[Begin Provided passage]

Stream cleaning activities are sometimes necessary within watercourses that have become encumbered with natural debris, such as fallen trees, or when siltation has become a problem.  Stream cleaning projects may result in impacts to “special areas” that are regulated by the Department and therefore may require multiple approvals from the Division.  Special areas can be rudimentarily determined using the Department’s online mapping service, NJ-GeoWeb.  It is important to closely examine a proposed project relative to the sensitive areas which may be impacted. 
Please be advised, Division of Land Use Regulation permits are not required for the removal of garbage by hand from a watercourse.

The above tabs provide additional information on permit requirements relating to stream cleaning projects.  For impacts to streams, rivers, lakes, ponds, flood plains, flood ways, riparian zones, please see the "Flood Hazard" tab. For impacts to special coastal areas, please see the "Coastal" tab. For impacts to Freshwater Wetlands, see the "Freshwater Wetlands" tab.  Information on Tidelands can be found by selecting the "Tidelands" tab.

Stream Cleaning is normally considered a regulated activity within State open waters and/or Freshwater Wetlands. Depending on the scope of the project however, simple hand removal of debris within a stream such as snags and fallen trees, garbage, etc. using hand tools does not require a Freshwater Wetlands permit. If you are considering this option, please be aware that disturbance of the stream channel or banks, including sediment removal may require a permit, as does removal of debris with machinery, if the activity is regulated under N.J.A.C. 7:7A-2.2.

If you plan on using machinery, cutting live wetland vegetation and/or disturbing soils such as the stream channel or banks, then it is likely that a Freshwater Wetlands permit would be required.

[End Provided passage]
[Begin Data shown]

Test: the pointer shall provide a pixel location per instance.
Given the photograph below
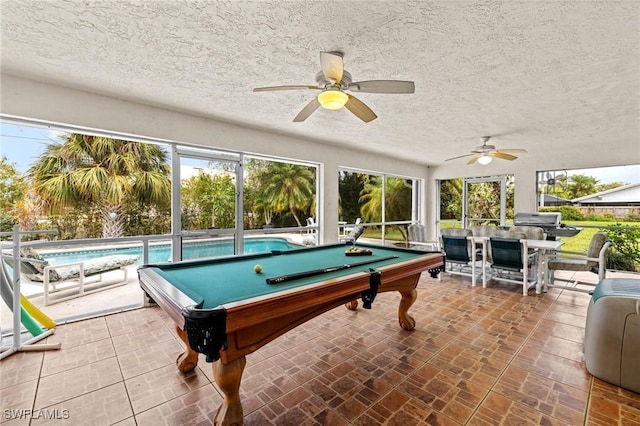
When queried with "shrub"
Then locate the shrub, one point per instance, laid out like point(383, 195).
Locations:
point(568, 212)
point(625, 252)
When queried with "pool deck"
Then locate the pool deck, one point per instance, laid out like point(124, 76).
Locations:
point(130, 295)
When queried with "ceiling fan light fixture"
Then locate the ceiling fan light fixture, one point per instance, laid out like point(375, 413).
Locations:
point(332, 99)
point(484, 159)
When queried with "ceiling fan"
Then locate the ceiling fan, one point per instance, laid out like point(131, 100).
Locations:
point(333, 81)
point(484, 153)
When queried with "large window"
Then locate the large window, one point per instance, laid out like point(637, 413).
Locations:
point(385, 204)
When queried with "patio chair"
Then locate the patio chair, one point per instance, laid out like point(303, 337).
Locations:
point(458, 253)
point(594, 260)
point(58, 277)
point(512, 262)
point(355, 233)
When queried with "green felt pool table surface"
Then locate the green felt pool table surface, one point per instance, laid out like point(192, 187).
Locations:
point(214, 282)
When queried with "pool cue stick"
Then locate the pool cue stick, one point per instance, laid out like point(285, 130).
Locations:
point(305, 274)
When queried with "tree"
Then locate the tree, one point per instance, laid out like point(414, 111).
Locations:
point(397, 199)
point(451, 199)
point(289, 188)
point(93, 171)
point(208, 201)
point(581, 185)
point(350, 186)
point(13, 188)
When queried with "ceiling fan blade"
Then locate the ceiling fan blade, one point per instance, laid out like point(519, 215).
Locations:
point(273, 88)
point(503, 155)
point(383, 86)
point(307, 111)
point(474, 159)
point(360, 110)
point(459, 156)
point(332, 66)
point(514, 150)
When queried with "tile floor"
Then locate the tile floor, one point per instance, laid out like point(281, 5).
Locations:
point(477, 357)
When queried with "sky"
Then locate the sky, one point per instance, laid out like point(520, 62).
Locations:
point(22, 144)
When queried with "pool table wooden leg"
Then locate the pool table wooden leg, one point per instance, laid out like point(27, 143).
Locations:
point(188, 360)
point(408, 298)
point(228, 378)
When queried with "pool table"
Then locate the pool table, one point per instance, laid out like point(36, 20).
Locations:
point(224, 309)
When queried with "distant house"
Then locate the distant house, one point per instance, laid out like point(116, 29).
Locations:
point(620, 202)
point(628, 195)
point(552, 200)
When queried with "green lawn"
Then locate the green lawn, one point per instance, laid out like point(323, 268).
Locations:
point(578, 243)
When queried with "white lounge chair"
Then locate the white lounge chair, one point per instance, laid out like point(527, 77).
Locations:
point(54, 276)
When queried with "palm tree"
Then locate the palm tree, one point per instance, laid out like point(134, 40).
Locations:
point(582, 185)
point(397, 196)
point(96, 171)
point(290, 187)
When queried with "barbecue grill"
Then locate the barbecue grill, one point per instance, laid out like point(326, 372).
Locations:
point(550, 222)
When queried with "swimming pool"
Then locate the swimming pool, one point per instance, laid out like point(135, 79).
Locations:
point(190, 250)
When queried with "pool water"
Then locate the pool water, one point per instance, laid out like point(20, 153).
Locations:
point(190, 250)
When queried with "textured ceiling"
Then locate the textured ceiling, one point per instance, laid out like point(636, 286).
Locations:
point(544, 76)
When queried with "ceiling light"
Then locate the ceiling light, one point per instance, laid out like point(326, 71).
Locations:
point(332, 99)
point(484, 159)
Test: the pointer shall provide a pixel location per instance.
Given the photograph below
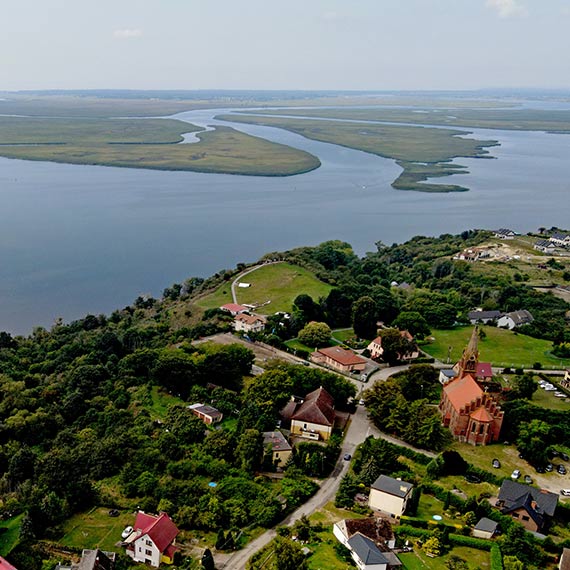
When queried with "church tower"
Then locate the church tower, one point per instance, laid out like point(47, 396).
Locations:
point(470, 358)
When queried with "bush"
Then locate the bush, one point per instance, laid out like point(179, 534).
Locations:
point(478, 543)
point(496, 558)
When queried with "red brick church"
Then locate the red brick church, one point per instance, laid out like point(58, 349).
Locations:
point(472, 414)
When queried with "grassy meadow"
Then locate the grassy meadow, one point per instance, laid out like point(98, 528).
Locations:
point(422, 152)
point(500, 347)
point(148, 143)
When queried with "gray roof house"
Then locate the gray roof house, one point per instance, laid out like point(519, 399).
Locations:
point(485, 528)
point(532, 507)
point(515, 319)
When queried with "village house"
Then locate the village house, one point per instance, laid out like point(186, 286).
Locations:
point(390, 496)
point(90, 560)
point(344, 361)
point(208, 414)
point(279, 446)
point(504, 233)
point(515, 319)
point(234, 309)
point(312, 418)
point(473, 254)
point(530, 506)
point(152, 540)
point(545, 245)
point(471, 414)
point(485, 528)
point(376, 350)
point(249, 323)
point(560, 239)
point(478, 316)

[End Data shown]

Work instructions:
a - Summarize the passage on stream cleaning permits in two sentences.
b - Reproduce the passage on stream cleaning permits word for word, from "Stream cleaning activities" to "may be impacted.".

Results for each task:
a - Stream cleaning projects may affect special areas regulated by the Department and may require multiple approvals from the Division, although removing garbage by hand from a watercourse does not require Division of Land Use Regulation permits. Using machinery, cutting live wetland vegetation, or disturbing soils such as the stream channel or banks would likely require a Freshwater Wetlands permit.

b -
Stream cleaning activities are sometimes necessary within watercourses that have become encumbered with natural debris, such as fallen trees, or when siltation has become a problem.  Stream cleaning projects may result in impacts to “special areas” that are regulated by the Department and therefore may require multiple approvals from the Division.  Special areas can be rudimentarily determined using the Department’s online mapping service, NJ-GeoWeb.  It is important to closely examine a proposed project relative to the sensitive areas which may be impacted.